Task prompt
Each record that follows is to be duplicated exactly, though its pictures are not.

Records for this task
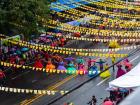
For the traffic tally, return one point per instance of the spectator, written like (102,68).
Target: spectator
(2,77)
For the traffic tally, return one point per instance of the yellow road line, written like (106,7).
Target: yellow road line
(29,101)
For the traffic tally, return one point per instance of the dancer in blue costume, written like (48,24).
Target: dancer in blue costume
(93,71)
(71,68)
(61,66)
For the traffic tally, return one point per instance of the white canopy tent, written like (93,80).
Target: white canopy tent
(129,80)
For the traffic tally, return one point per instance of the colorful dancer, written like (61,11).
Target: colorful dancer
(90,62)
(114,44)
(127,64)
(105,73)
(38,64)
(120,71)
(93,71)
(50,65)
(61,66)
(82,69)
(80,61)
(71,69)
(101,64)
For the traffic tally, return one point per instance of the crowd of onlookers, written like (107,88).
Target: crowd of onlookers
(116,96)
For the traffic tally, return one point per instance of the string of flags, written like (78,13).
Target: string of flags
(90,31)
(51,71)
(97,40)
(31,91)
(88,8)
(67,51)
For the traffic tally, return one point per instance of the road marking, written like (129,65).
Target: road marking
(102,81)
(29,101)
(134,58)
(20,75)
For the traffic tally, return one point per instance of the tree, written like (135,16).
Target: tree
(21,16)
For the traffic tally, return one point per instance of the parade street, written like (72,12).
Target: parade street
(39,80)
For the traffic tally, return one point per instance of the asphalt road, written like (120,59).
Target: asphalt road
(39,80)
(96,87)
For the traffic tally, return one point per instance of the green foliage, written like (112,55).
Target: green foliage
(24,13)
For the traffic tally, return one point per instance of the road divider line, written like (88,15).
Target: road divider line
(134,58)
(102,81)
(29,101)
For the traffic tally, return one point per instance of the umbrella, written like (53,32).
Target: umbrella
(43,35)
(111,89)
(18,52)
(69,58)
(108,103)
(58,34)
(49,36)
(24,49)
(123,90)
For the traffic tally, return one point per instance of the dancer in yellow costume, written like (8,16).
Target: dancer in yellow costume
(114,44)
(106,73)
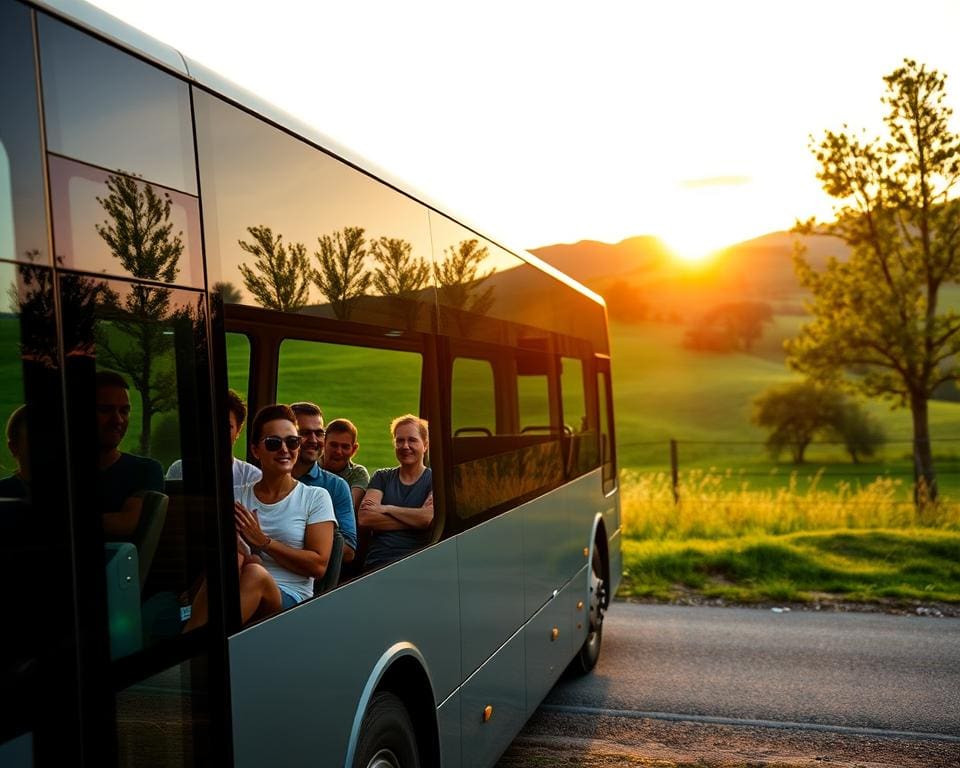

Solved exercise
For the traffic tally, return one point per instance of the spectator, written like (102,68).
Target: spectator
(2,77)
For the traffic tally, return one point per instance of the yellow road line, written like (106,7).
Target: yellow road line
(29,101)
For the traffic tally, return one point per instance of the dancer in blue costume, written like (48,24).
Target: dancer in blue costume
(93,71)
(71,68)
(61,66)
For the traffic tally, return one point per instance of the white canopy tent, written like (93,80).
Target: white canopy tent
(129,80)
For the traffic tally, return one point per instance of the colorful dancer, written like (61,11).
Target: colorful dancer
(90,62)
(114,44)
(127,64)
(105,73)
(38,64)
(120,71)
(93,71)
(50,65)
(61,66)
(82,69)
(80,61)
(71,69)
(101,64)
For the traffic tally, return one point per instance of the crowd of onlookers, written like (107,88).
Target: crowd of onlookers
(116,96)
For the traffic tally, return one point per instance of the string of flags, written like (78,13).
Target: string of flags
(90,31)
(51,71)
(97,40)
(31,91)
(88,8)
(67,51)
For the traffic tally, return one point per instance of the road marking, written like (129,65).
Target: road marking
(102,81)
(29,101)
(134,58)
(20,75)
For the traffic tally, return one point per instance of the tree, written like (135,16).
Target: tree
(21,16)
For the traffic tally, return one point per instance of the parade street, written like (72,12).
Target: parade street
(39,80)
For the traffic tally, return one point per instance of the asphalt road, written like (120,59).
Target: asphalt road
(39,80)
(96,87)
For the traffic tally, return one point per instance of the green foliage, written like (112,55).
Target: green foliage
(24,13)
For the traffic tally, return one point per instance of the road divider line, written like (88,15).
Target: road divider line
(134,58)
(102,81)
(29,101)
For the traffic tally, return one point per instance of the umbrella, written like (53,32).
Target: umbrella
(43,35)
(111,89)
(18,52)
(69,58)
(108,103)
(58,34)
(49,36)
(24,49)
(123,90)
For the traffic tally, return one point per instance of the dancer in yellow costume, written like (8,16).
Target: dancer in yellow costume
(114,44)
(106,73)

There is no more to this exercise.